(ASSIGNED TASK) Tally how many lines in the data below include "uniform", then please reply with only that figure.

(DATASET)
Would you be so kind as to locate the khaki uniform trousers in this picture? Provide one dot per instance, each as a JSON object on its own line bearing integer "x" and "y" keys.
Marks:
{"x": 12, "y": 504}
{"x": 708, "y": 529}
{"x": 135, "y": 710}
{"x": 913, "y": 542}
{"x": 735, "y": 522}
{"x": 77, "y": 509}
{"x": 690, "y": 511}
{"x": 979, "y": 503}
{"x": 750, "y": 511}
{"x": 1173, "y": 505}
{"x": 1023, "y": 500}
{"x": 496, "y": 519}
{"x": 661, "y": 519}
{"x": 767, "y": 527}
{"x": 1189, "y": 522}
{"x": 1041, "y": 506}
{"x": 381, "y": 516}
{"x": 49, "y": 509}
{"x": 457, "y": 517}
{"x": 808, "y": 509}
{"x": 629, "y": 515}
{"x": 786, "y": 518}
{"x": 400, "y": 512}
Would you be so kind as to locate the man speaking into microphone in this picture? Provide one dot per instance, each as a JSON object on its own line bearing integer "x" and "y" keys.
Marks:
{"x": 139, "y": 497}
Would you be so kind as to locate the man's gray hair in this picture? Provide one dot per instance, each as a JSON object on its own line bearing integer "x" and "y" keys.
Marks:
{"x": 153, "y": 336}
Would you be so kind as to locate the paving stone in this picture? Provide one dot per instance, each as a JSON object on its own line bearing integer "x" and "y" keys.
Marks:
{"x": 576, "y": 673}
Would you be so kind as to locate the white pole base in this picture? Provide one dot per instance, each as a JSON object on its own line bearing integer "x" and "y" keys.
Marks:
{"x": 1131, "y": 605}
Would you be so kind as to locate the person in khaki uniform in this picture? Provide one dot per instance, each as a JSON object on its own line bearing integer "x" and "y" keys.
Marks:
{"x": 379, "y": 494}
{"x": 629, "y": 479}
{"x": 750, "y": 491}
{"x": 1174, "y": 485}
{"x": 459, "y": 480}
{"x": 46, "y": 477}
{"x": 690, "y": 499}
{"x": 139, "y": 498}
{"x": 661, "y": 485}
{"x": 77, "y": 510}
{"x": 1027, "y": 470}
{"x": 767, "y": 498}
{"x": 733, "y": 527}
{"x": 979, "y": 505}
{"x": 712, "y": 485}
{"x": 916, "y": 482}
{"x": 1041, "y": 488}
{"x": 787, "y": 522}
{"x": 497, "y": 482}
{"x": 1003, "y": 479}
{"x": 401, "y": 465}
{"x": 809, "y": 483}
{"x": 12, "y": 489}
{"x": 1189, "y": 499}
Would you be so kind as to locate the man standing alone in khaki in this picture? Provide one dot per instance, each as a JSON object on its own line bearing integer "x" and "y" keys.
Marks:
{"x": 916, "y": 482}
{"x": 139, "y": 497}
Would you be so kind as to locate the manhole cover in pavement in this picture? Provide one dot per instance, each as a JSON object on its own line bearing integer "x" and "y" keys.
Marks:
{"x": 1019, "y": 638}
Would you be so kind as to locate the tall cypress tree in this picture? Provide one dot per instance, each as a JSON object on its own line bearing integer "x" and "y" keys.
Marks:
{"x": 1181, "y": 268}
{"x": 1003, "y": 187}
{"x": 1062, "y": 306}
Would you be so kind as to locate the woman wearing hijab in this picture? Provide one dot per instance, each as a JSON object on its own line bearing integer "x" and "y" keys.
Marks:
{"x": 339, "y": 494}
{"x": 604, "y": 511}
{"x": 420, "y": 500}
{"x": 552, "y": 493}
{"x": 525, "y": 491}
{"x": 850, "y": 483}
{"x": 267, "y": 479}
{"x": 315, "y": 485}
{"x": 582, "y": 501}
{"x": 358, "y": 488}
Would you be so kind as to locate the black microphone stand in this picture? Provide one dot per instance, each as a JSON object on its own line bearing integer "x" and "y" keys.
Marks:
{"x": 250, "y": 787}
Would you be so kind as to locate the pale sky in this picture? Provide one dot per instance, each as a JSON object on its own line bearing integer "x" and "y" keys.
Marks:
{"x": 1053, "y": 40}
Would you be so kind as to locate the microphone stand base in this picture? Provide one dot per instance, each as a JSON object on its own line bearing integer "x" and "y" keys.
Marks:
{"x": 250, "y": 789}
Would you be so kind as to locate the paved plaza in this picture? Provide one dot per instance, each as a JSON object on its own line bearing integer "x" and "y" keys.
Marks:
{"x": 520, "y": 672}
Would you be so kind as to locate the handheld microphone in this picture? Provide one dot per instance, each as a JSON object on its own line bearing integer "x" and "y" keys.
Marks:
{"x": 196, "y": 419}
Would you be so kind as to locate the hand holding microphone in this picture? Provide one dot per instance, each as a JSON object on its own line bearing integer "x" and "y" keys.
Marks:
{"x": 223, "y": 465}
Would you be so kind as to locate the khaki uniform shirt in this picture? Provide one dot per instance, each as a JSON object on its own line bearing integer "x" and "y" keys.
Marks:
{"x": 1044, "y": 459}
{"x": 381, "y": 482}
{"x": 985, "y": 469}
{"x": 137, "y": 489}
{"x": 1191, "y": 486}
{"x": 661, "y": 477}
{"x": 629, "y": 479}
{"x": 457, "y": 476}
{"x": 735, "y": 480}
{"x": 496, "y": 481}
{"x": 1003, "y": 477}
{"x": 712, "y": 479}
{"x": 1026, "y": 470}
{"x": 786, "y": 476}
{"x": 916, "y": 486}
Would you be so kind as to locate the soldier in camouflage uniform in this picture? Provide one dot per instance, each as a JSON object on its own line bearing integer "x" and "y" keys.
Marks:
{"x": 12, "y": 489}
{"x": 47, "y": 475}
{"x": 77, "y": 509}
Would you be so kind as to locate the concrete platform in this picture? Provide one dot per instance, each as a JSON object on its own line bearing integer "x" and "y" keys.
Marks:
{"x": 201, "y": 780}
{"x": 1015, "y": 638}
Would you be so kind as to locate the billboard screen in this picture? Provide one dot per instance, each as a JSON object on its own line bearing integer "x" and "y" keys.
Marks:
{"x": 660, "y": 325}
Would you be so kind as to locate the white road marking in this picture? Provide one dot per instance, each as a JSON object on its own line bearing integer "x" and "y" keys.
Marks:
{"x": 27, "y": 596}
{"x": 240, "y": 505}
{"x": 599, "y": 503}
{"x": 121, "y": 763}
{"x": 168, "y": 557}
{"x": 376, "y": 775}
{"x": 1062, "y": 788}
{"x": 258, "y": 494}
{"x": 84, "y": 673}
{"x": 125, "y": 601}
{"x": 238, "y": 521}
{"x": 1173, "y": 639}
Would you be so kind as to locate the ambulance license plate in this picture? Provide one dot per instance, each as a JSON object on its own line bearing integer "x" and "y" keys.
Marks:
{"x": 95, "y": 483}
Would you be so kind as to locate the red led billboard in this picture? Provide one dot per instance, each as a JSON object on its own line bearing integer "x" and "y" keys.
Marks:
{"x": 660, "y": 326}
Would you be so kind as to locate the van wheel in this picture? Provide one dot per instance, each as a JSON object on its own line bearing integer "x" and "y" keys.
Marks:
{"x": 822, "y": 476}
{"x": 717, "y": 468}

(SOLUTION BELOW) 4